__WRITTEN TASK A__:
Copy out the stretch of the article about Jyoti Deshpande from "Jyoti Deshpande, a Mumbai-based" through "just three years.", word for word.
__WRITTEN TASK B__:
According to the article about Jyoti Deshpande below, what does her organic farm have in abundance today?

__STUDY TEXT__:
/---
October 2015
By Punya Srivatsava
Punya Srivastava talks to Jyoti Deshpande, a former Mumbai-based chartered accountant who vaulted over the urban-rural divide four years ago when she converted plans for a holiday home in the country, to a permaculture farm
There is a crack in the smooth surface that is my life, and a great void gets bigger and bigger every day. I feel the little tug again, as if something or someone is softly calling me. I have had this feeling for quite some time now. Actually, now that I try to remember, this feeling has been haunting me occasionally for the past many years — only, till now, I have chosen to ignore it. Eventually, I start to dream of a forest calling me, the trees swaying and singing a song. I can’t ignore it any longer and I realize, the sound that I hear is of Nature – calling me to be with her, to nurture her, and to find peace within…
This is one of Jyoti’s blog entries, written a few years back. Today, she has her own organic farm abundant with grains, vegetables, fruits, spices and livestock.
Jyoti Deshpande, a Mumbai-based chartered accountant, had never liked city-life, but practical and personal reasons as well as some silken ties with the city, made it impossible for her to say goodbye to it. However, living in a concrete jungle filled with terrible smog, ammonia stench-laden air, and the cacophony of traffic often made her long to leave it all. Happily, these powerful moments of intense longing birthed a dream which eventually became a reality in just three years.
\---
__PROVIDED DATA__:
/---
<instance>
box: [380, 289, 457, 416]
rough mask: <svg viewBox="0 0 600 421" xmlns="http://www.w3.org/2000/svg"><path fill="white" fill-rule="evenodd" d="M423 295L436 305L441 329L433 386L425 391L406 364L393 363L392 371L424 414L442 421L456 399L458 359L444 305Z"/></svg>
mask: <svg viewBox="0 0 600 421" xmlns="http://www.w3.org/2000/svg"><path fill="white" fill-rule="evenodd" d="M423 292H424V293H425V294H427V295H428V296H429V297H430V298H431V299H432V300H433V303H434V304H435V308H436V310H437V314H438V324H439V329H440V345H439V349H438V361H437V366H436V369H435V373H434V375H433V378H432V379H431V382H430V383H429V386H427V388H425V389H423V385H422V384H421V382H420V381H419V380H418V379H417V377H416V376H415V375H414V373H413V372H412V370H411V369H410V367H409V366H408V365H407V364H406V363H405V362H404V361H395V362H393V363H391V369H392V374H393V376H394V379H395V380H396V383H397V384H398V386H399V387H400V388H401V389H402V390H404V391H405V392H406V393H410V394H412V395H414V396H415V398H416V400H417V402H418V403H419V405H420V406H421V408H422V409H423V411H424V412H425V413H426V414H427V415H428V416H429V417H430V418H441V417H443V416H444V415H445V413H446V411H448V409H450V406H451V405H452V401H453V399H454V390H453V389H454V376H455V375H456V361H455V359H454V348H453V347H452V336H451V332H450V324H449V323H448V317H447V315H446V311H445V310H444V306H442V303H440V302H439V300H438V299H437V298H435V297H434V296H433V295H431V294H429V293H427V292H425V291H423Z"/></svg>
\---
__SOLUTION A__:
Jyoti Deshpande, a Mumbai-based chartered accountant, had never liked city-life, but practical and personal reasons as well as some silken ties with the city, made it impossible for her to say goodbye to it. However, living in a concrete jungle filled with terrible smog, ammonia stench-laden air, and the cacophony of traffic often made her long to leave it all. Happily, these powerful moments of intense longing birthed a dream which eventually became a reality in just three years.

__SOLUTION B__:
Grains, vegetables, fruits, spices and livestock.